(Beginning of Entries shown)

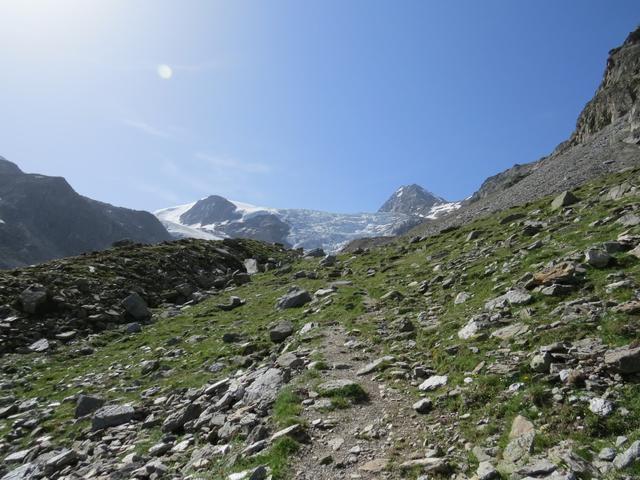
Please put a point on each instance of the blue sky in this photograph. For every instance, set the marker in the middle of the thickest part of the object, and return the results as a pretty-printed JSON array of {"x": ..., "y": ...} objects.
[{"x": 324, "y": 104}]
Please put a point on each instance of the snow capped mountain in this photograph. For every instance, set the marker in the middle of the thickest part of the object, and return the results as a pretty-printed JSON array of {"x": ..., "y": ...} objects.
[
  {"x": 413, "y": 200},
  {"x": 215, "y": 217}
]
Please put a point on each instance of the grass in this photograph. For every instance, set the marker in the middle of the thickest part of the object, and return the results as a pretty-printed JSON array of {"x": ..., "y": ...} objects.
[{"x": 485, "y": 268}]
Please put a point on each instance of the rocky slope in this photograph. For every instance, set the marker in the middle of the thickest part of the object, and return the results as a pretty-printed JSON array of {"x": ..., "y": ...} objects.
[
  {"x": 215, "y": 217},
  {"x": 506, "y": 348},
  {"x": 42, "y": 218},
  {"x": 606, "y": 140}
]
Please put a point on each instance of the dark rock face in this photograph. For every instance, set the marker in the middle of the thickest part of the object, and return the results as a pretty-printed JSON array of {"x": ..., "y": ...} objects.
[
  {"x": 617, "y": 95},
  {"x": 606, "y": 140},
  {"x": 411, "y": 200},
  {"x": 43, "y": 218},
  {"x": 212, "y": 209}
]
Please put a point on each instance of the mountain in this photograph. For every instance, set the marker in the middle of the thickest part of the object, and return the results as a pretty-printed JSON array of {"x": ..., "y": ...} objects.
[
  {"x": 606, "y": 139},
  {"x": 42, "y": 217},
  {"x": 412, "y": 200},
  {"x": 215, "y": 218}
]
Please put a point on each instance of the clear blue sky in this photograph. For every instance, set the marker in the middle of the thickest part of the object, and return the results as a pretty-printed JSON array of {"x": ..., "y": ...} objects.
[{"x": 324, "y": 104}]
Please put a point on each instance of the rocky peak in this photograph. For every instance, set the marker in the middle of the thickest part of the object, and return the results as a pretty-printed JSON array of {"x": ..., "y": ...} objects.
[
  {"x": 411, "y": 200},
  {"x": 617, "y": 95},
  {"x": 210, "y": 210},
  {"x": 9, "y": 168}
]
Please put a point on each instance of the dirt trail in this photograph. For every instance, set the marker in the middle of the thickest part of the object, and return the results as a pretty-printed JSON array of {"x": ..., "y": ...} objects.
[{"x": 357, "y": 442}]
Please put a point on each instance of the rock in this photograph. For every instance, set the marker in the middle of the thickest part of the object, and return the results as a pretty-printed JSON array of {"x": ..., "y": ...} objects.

(End of Entries shown)
(Beginning of Entries shown)

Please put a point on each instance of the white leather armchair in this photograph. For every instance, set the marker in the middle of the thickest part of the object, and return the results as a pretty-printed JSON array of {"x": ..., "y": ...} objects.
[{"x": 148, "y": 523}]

(End of Entries shown)

Exercise directions | Return, unchanged, the run of lines above that opens with the line containing "Please put a point on each instance of the dirt" and closes with the line containing "Please put a point on each instance of the rock in". Include both.

Solution to the exercise |
Please put a point on each instance of the dirt trail in this photograph. For every instance, set the marker in the middle of the thickest part of the object, and return the results as a pretty-printed JSON array of {"x": ..., "y": ...} objects.
[{"x": 357, "y": 442}]
Please put a point on each instance of the rock in this photograph. For every instance, set the marker in the middle of the thickest part of the object, and return the results as a pretty-printed JSON array of {"x": ..., "y": ...} objects.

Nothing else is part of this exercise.